**Short problem**. Return each entry exactly, omitting nothing.

═════ Input

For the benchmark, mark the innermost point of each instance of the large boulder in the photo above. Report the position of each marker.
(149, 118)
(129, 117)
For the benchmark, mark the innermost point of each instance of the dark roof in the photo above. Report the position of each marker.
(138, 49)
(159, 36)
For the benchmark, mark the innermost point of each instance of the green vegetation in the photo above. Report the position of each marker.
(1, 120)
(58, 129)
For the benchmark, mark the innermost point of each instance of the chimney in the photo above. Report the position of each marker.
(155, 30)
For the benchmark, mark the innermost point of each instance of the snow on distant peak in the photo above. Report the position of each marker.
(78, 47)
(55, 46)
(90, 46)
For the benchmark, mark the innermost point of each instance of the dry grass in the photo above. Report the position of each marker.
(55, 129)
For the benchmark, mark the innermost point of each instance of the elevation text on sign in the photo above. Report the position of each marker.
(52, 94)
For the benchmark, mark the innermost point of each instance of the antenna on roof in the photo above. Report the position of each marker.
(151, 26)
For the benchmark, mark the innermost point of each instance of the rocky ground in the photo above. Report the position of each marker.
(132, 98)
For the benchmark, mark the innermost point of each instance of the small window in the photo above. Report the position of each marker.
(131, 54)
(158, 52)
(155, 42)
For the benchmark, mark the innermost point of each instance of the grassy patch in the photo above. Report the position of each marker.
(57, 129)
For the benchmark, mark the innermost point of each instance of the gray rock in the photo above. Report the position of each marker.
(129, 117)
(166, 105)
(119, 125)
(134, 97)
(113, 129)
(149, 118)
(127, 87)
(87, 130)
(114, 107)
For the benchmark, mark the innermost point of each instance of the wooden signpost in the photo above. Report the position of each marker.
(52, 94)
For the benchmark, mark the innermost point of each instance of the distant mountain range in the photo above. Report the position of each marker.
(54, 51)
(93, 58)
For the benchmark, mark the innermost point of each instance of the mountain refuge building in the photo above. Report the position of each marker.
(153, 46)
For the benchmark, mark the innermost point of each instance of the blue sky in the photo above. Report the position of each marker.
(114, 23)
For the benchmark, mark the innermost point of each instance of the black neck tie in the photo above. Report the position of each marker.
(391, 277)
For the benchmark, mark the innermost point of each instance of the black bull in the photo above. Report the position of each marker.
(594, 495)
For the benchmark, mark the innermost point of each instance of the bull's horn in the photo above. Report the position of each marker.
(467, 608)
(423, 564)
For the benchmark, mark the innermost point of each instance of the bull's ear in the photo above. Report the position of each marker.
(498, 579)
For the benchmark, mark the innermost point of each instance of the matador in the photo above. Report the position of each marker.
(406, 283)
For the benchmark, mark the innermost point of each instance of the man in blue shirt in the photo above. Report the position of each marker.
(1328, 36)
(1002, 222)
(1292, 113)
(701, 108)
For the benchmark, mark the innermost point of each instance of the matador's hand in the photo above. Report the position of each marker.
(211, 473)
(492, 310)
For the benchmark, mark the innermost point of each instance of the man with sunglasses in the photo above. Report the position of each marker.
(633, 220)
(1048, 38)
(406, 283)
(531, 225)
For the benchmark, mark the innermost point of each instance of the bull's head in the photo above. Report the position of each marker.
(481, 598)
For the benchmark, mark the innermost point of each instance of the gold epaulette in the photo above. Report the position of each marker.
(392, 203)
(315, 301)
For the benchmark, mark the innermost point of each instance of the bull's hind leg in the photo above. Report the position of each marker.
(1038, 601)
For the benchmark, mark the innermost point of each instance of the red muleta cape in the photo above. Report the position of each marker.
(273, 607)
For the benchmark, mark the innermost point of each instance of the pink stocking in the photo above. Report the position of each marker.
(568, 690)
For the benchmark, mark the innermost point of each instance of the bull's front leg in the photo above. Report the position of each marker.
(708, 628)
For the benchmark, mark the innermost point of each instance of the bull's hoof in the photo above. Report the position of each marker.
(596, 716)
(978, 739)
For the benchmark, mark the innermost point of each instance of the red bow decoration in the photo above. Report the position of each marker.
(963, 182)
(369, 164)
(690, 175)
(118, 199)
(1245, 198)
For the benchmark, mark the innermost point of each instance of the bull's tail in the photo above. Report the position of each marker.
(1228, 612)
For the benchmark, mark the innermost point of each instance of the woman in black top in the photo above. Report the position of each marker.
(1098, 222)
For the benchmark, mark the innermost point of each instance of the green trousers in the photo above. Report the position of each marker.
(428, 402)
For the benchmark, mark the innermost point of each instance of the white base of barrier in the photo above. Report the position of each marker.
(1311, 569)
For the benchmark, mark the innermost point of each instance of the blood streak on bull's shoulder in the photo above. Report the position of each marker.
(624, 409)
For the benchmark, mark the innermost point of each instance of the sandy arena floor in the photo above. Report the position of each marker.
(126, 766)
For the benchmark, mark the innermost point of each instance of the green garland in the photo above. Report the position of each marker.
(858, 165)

══════════

**Result of the task**.
For the benchmark, mark the innermost point of each instance of the large boulder in the photo above. Report the position of each marker.
(149, 118)
(129, 117)
For the benchmark, mark the innermost point of each instance of the dark roof in the photo above. Report the position of each marker.
(138, 49)
(159, 36)
For the benchmark, mark the innermost point of each instance of the green vegetation in the photo above. Report the position of each marker.
(1, 120)
(58, 129)
For the benchmark, mark the innermost point of each instance of the chimney in the photo above. Report the position of each marker.
(155, 30)
For the benchmark, mark the innermost point of each instance of the snow on distant peak in the photo above. Report the position of each marker.
(78, 47)
(55, 46)
(90, 46)
For the benchmark, mark the innermost point of each instance of the dry grass in the photo above. Report the position of each marker.
(55, 129)
For the benchmark, mark the innermost point of each instance of the elevation text on sign in the photo above. Report the position of each marker.
(52, 94)
For the benchmark, mark the innermost point of each instance of the antenna on roof in the photo above. Report the position of each marker.
(151, 26)
For the benchmark, mark the innermost point of each instance of the rocky ground in the photo above. Report the position of each marker.
(132, 98)
For the benchmark, mark the innermost point of each instance of the small window in the photo above. Report the position of each marker.
(131, 54)
(158, 52)
(155, 42)
For the benchmark, mark the innermost point of each instance of the grassy patch in the photo above. Report the position of each marker.
(57, 129)
For the benchmark, mark the innermost point of each instance of the gray rock in the photo above. Report the position of each marker.
(129, 117)
(166, 105)
(119, 125)
(134, 97)
(113, 129)
(149, 118)
(127, 87)
(87, 130)
(114, 107)
For the benchmark, mark the innermost point of each instance of the wooden signpost in the photo above. Report the position of each marker.
(52, 94)
For the benchmark, mark the innermost point of each instance of the distant mountain range in the photo above. Report the position of each marker.
(54, 51)
(93, 58)
For the benchmark, mark the innermost point of each instance of the mountain refuge building in the photo above. Report the position of each marker.
(153, 46)
For the benchmark, mark the innermost point of each instance of the blue sky in the photo above. Report the position of each marker.
(114, 23)
For the benchmark, mark the innermost point of each instance of the black neck tie in the photo above. Report the position of each marker.
(391, 277)
For the benchmark, mark the innermost point of each instance of the black bull in the photo above. Report the position of each marker.
(594, 495)
For the benchmark, mark the innermost point of each instance of the bull's horn in the photo above. Report the position of each marker.
(467, 608)
(423, 564)
For the benchmark, mark the innermost point of each instance of the bull's ear in the photo above. Report the position of each marker.
(498, 579)
For the benchmark, mark the innermost point of each instance of the matador in the photo above. Report the position of each marker.
(406, 283)
For the benchmark, mark the innermost point of each instance of the man in blue shirt in the photo above. Report the position of each marker.
(1328, 36)
(1002, 222)
(1292, 113)
(701, 108)
For the benchmark, mark the innermost point of each instance of the matador's hand in the photo above. Report the position of each marker.
(211, 473)
(492, 310)
For the benchmark, mark the innermost point of each instance of the man with sunglasses in the photo above. Report the position of each marker.
(633, 220)
(1048, 38)
(406, 283)
(531, 225)
For the benchmark, mark the innermost point of each instance of the bull's head in the photo above. Report the position of each marker.
(481, 598)
For the benchmark, mark the innermost point of each instance of the gold epaulette in the photo above. Report the position of each marker.
(392, 203)
(315, 301)
For the benchmark, mark the innermost point of each instance of the bull's hind leg in the photo above. Report the position of each marker.
(1038, 601)
For the benchmark, mark the innermost point of each instance of the red muleta cape in the photo above. Report the position of each marker.
(273, 607)
For the benchmark, mark the innermost point of each instance of the pink stocking in the photo above. Report the position of each marker.
(568, 690)
For the benchmark, mark the innermost point of each instance of the bull's front leg in the photo above. Report the position of each marker.
(708, 628)
For the benchmark, mark the innermost point of each instance of the bull's hoof in the photo above. Report the position of each marker.
(596, 716)
(978, 739)
For the benchmark, mark the innermost point of each instance of the red bow decoration in the photo above. Report the position of each marker.
(963, 182)
(369, 164)
(690, 175)
(118, 199)
(1245, 198)
For the benchmark, mark the innermost point of each instance of the bull's tail in the photo above. Report the position of each marker.
(1228, 612)
For the benchmark, mark the innermost point of each instance of the woman in black top in the photo above. Report the position of each marker.
(1098, 222)
For the benchmark, mark the innermost point of each instance of the green trousers in the photo above. Report the position of each marker.
(428, 402)
For the benchmark, mark the innermost point of each instance of the white base of barrier in the photo above. Report the position of each marker.
(1311, 569)
For the benchmark, mark the innermost point of each instance of the blood streak on bull's shoulder in the photo above. Report the position of each marker.
(624, 409)
For the benchmark, mark the innermost point of each instance of the sandy arena floor in the photo above. Report the position of each marker.
(126, 766)
For the benchmark, mark the innermost point of each instance of the green garland in the photo above. Report the position of each marker.
(858, 165)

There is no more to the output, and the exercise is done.